**TEXT EXTRACT**
Already a week in, and things have gotten pretty strange. Let’s catalogue the depravity of humankind so far:
We manage to make it all the way to generation two before cold-blooded murder enters into the picture. And it is violence at its worst… religiously motivated violence. What is Cain upset about? Abel had an “acceptable” offering and he didn’t. What a whiner baby.
“Sons of God” (whoever they were) getting with “Daughters of Men” (whoever they were). Nice.
In fact, things get so bad that we are only six chapters into human history and God has to re-boot the human race with Noah. Not that Noah and his family are any real prize. Right after they get off the boat, there is some odd encounter involving Noah in the buff and one of his sons.
Shortly afterward, humankind tries to build a tower to “reach” Heaven. Some people just don’t get it.
Abra(ha)m (the forefather of three world religions) pawns his wife off not once, but twice as his sister, in order to save his hide. And technically, it wasn’t a lie. She was his half-sister. Its own brand of weirdness. What’s maybe most troubling is that instead of some negative repercussion, he is “rewarded” with wealth in the form of livestock and money and slaves (?!?).

**DIRECTIVES**
[1] List the forms of wealth that, according to the text on humankind's depravity above, Abra(ha)m receives as a reward.
[2] In the text on humankind's depravity above, how was Abra(ha)m actually related to the wife he passed off as his sister?

**MATERIAL SHOWN**
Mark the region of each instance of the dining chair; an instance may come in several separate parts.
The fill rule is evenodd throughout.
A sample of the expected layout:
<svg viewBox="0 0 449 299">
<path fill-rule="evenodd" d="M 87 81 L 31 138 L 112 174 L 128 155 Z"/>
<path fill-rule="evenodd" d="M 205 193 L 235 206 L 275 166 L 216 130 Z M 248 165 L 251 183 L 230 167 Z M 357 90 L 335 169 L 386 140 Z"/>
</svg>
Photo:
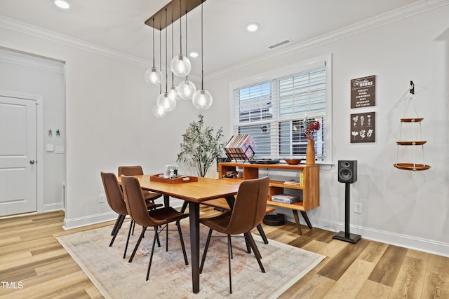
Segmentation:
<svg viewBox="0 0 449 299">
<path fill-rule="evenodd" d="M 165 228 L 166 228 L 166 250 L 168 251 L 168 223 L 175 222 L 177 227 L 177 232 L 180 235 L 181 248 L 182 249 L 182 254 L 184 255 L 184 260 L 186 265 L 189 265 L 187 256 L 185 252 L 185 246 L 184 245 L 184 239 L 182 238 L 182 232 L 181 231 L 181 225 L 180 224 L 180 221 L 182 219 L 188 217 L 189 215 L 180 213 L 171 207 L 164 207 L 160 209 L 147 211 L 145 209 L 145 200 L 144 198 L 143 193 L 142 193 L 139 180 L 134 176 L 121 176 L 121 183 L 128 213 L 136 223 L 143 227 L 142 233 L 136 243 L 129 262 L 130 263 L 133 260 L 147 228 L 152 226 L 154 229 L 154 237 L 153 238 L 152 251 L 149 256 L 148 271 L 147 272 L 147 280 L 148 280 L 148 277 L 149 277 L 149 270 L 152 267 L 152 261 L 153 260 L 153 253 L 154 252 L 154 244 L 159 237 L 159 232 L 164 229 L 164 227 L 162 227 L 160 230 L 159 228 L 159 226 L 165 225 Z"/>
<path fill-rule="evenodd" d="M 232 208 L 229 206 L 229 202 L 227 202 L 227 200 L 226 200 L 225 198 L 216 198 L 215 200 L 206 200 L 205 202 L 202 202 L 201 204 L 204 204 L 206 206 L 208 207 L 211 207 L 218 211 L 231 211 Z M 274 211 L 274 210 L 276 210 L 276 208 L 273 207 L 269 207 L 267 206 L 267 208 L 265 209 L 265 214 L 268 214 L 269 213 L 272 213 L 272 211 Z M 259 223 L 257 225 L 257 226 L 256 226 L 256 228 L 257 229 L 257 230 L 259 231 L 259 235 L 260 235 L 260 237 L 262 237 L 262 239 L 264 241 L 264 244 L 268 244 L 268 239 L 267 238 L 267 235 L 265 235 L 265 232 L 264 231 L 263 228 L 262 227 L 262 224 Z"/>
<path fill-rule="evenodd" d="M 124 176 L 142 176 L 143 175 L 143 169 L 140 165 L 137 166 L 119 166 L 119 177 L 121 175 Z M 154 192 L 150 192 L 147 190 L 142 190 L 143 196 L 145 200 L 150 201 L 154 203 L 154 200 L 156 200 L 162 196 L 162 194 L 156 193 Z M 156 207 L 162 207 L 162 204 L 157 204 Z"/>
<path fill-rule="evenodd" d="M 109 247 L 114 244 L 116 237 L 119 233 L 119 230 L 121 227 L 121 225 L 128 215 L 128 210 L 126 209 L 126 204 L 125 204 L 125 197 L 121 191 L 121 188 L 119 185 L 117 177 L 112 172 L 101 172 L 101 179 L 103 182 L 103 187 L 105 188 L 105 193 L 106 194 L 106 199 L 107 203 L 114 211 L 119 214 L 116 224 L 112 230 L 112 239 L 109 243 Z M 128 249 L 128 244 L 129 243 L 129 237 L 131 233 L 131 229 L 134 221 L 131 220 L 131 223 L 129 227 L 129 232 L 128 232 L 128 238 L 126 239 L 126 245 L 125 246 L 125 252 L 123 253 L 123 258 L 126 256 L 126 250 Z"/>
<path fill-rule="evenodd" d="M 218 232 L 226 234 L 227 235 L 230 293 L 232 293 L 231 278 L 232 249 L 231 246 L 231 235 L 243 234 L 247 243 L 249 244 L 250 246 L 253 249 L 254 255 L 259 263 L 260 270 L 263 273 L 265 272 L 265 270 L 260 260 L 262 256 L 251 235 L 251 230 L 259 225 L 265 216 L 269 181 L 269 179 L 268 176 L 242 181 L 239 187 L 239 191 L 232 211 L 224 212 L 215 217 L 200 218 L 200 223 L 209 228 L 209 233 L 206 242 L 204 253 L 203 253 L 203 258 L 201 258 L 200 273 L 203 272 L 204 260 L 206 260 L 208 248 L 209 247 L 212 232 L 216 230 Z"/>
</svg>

**TASK SOLUTIONS**
[1] Livestock, money, and slaves

[2] She was his half-sister.